Collected data
_ _ _ _

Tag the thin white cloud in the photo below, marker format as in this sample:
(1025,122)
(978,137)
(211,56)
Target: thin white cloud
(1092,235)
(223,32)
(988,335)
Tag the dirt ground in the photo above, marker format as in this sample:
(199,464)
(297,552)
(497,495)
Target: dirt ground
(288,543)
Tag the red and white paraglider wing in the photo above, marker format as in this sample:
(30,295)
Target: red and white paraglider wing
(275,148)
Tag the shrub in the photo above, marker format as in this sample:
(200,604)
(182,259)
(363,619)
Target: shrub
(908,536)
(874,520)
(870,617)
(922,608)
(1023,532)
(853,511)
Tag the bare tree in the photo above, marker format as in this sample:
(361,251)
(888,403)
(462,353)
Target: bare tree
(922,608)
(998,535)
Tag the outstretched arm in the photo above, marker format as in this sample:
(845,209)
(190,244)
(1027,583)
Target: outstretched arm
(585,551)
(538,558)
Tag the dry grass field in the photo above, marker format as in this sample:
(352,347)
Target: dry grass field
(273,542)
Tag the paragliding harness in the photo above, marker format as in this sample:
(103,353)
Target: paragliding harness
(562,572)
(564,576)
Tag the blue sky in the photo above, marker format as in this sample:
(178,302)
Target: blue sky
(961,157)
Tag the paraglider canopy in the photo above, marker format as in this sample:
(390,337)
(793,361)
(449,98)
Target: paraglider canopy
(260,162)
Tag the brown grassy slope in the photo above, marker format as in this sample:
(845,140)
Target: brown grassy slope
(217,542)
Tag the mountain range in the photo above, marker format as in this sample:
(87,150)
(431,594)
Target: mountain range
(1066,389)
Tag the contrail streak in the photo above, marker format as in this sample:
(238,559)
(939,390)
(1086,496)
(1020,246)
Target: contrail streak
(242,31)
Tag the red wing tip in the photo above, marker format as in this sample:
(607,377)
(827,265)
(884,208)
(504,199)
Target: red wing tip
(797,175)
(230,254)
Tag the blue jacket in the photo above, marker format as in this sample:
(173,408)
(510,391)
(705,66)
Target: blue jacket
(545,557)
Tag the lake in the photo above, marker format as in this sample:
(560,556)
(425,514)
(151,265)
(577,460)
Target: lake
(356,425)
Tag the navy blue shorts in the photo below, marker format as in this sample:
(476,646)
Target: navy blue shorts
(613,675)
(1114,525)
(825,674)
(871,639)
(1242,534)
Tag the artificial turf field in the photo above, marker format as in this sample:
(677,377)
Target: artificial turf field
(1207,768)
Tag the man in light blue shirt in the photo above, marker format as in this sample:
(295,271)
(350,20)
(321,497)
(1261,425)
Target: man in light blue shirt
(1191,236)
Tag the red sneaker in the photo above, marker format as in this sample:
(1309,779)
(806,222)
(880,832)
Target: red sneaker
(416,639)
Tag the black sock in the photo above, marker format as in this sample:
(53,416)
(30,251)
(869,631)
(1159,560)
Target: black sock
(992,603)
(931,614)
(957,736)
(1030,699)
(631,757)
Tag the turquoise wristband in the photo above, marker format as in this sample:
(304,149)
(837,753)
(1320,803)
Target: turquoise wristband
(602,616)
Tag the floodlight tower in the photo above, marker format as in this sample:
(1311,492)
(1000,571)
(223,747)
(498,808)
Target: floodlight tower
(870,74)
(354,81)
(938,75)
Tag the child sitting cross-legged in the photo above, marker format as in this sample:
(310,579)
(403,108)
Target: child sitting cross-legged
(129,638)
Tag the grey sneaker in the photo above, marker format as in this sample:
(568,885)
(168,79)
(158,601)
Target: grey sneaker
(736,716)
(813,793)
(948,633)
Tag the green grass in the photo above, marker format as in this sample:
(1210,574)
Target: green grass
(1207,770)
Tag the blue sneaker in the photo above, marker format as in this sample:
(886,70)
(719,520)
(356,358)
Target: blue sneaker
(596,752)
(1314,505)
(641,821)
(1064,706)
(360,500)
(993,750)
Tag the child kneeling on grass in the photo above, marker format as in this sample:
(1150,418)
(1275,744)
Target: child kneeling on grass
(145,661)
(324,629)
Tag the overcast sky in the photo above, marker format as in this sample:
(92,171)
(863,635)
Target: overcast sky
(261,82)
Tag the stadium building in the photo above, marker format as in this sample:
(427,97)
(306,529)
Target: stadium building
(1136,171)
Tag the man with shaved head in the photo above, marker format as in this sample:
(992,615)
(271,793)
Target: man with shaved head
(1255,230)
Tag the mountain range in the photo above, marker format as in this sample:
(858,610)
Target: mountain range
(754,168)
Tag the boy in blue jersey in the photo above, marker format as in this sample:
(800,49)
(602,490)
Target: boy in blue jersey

_ _ _ _

→ **THE TASK**:
Edit the material above so that every instance of "marker format" becomes "coordinate format", and leave everything else unchanged.

→ **OUTPUT**:
Tag the thin white cloud in the photo below, coordinate format as in this sample:
(1025,122)
(978,137)
(211,56)
Target: thin white cloud
(1092,235)
(223,32)
(988,335)
Tag the dirt ground in the photo above, coordinate format as in this sample:
(199,464)
(297,552)
(497,495)
Target: dirt ground
(288,543)
Tag the red and white paraglider wing in the photo above, coordinate format as in this sample:
(30,295)
Target: red and white paraglider wing
(275,148)
Tag the shrub in the photo above, coordinate format as in this sample:
(200,604)
(182,259)
(363,619)
Target: shrub
(908,536)
(874,520)
(870,617)
(922,608)
(1023,532)
(853,511)
Tag the bare tree in the photo above, coordinate format as in this sample:
(361,251)
(888,403)
(462,353)
Target: bare tree
(922,608)
(998,535)
Tag the outstretched arm in the photo above, coordinate format as in this sample:
(845,209)
(190,244)
(1027,583)
Target: outstretched arm
(585,551)
(538,558)
Tag the dry grass field in the photo above, coordinate format as in this sample:
(352,347)
Target: dry grass field
(273,542)
Tag the paragliding harness in the photo above, coordinate format as in this sample:
(103,353)
Target: paragliding harness
(562,572)
(564,576)
Tag the blue sky in the photo above, coordinate format as in this sample:
(178,302)
Target: blue sky
(961,157)
Tag the paraglider canopy in the photo above, coordinate format as in this sample:
(390,337)
(793,361)
(449,98)
Target: paraglider canopy
(260,162)
Tag the brown grassy slope in the photo above, coordinate format as in this sample:
(845,140)
Target: brown grassy slope
(217,542)
Tag the mountain range in the photo above, coordinate format as in this sample:
(87,150)
(431,594)
Target: mountain range
(1066,389)
Tag the contrail streak in the photo above, coordinate format as in this sample:
(238,559)
(939,390)
(1086,496)
(1020,246)
Target: contrail streak
(242,31)
Tag the red wing tip in the photo above, coordinate format as in this sample:
(607,377)
(827,265)
(884,208)
(504,199)
Target: red wing tip
(797,175)
(230,254)
Tag the blue jacket in the photo above, coordinate format as in this sample:
(173,408)
(510,391)
(705,66)
Target: blue jacket
(545,557)
Tag the lake in the photo above, coordinate format as in this sample:
(560,556)
(425,514)
(151,265)
(577,460)
Target: lake
(356,425)
Tag the navy blue shorts in the photo below, coordinate format as in this sample:
(476,646)
Target: navy blue shorts
(613,675)
(1114,525)
(825,674)
(871,639)
(1242,534)
Tag the artificial turf field in the photo above, coordinate format as in this sample:
(677,377)
Target: artificial turf field
(1207,768)
Tag the man in light blue shirt in the photo above, coordinate format as in this sample:
(295,271)
(350,20)
(321,497)
(1261,425)
Target: man in light blue shirt
(1191,236)
Tag the red sneaker in the photo above, coordinate format as in this sample:
(1309,779)
(806,222)
(880,832)
Target: red sneaker
(416,639)
Tag the black sock in the photo above, coordinate format as in this sample:
(53,416)
(30,251)
(869,631)
(1159,560)
Target: black sock
(992,603)
(931,614)
(957,736)
(1030,699)
(631,757)
Tag the turquoise wristband in the photo above, coordinate format as in this sample:
(304,149)
(837,753)
(1320,803)
Target: turquoise wristband
(602,616)
Tag the floodlight tower in the photo above, coordinate format as in this sample:
(1311,492)
(1000,571)
(223,747)
(498,808)
Target: floodlight tower
(870,74)
(354,81)
(938,75)
Tag the child sitting cross-legged in the photo above, coordinate format as in this sample:
(310,579)
(403,108)
Target: child sitting cross-legged
(129,638)
Tag the grey sneaker in the photo above, coordinate format as in this sample:
(568,885)
(168,79)
(158,601)
Target: grey sneaker
(736,716)
(813,793)
(948,633)
Tag the green grass in the photo above, coordinate format as in this sample:
(1210,574)
Target: green grass
(1207,770)
Tag the blue sneaker in the photo above, coordinate format as in this sample:
(886,70)
(719,520)
(356,358)
Target: blue sneaker
(596,752)
(1314,505)
(641,821)
(1064,706)
(360,500)
(993,750)
Tag the child kneeling on grass in the photo above, coordinate format as in this sample:
(1150,418)
(1275,744)
Target: child kneeling on grass
(145,661)
(324,629)
Tag the overcast sky in the photo above, coordinate format as in this sample:
(92,171)
(863,635)
Target: overcast sky
(261,82)
Tag the stadium building in the photo above, coordinate format as in this sample:
(427,97)
(306,529)
Target: stadium building
(1136,171)
Tag the man with shaved head in the photo above, coordinate format as in this sample:
(992,615)
(271,793)
Target: man with shaved head
(1255,230)
Tag the mountain range in the photo above, coordinate format as in this sample:
(858,610)
Target: mountain range
(754,168)
Tag the boy in blue jersey in the photo above, coordinate format as in this sample:
(800,49)
(602,490)
Target: boy in blue jersey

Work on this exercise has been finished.